**YOUR TASK**. Could you copy out every one of the entries below word for word, keeping each line as it stands?

**INPUT**.
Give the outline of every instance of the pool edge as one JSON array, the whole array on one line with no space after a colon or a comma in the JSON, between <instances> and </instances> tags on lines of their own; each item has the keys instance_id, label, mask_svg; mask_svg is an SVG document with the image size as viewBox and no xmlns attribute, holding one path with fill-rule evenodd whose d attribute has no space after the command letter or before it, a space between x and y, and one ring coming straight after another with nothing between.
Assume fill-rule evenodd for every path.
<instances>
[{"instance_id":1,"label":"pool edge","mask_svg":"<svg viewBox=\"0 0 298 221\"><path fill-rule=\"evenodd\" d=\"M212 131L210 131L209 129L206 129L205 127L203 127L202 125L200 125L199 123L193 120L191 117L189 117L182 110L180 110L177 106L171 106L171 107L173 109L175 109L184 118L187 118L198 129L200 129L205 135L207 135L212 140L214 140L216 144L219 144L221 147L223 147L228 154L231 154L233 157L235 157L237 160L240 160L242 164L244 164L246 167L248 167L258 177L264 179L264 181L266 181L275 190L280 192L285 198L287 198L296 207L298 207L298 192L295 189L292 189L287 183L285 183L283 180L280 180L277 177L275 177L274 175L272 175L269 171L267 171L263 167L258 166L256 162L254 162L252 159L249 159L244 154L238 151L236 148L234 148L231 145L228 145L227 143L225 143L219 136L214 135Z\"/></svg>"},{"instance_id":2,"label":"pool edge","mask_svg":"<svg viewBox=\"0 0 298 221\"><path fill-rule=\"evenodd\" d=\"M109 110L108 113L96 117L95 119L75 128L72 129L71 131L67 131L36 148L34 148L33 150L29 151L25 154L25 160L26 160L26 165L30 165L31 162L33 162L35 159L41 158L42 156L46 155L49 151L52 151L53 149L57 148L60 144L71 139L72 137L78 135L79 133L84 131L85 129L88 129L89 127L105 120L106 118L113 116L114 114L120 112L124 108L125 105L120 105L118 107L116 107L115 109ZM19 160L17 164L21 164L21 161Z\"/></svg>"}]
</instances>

**RESPONSE BELOW**.
Give the outline of every instance of the pool edge as one JSON array, the whole array on one line with no space after a colon or a comma in the JSON, between <instances> and </instances> tags on lines of their own; each item has the keys instance_id, label, mask_svg; mask_svg is an SVG document with the image size as viewBox and no xmlns attribute, holding one path with fill-rule evenodd whose d attribute has no space after the command letter or before it, a space between x and y, and one ring coming straight after another with nothing between.
Assume fill-rule evenodd for every path.
<instances>
[{"instance_id":1,"label":"pool edge","mask_svg":"<svg viewBox=\"0 0 298 221\"><path fill-rule=\"evenodd\" d=\"M212 131L210 131L209 129L206 129L205 127L203 127L202 125L200 125L199 123L193 120L191 117L189 117L182 110L180 110L177 106L171 106L171 107L173 109L175 109L184 118L187 118L198 129L200 129L205 135L207 135L212 140L214 140L216 144L219 144L221 147L223 147L228 154L231 154L233 157L235 157L237 160L240 160L242 164L244 164L246 167L248 167L258 177L264 179L264 181L266 181L275 190L280 192L285 198L287 198L296 207L298 207L298 192L295 189L292 189L287 183L285 183L283 180L280 180L277 177L275 177L274 175L272 175L269 171L267 171L263 167L258 166L256 162L254 162L252 159L249 159L244 154L238 151L236 148L234 148L231 145L228 145L227 143L225 143L219 136L214 135Z\"/></svg>"},{"instance_id":2,"label":"pool edge","mask_svg":"<svg viewBox=\"0 0 298 221\"><path fill-rule=\"evenodd\" d=\"M109 110L108 113L96 117L95 119L75 128L72 129L71 131L67 131L36 148L34 148L33 150L29 151L25 154L25 160L26 160L26 165L30 165L31 162L33 162L35 159L41 158L42 156L46 155L49 151L52 151L53 149L57 148L60 144L71 139L72 137L78 135L79 133L84 131L85 129L88 129L89 127L105 120L106 118L113 116L114 114L120 112L124 108L125 105L120 105L118 107L116 107L115 109ZM19 160L17 164L21 164L21 161Z\"/></svg>"}]
</instances>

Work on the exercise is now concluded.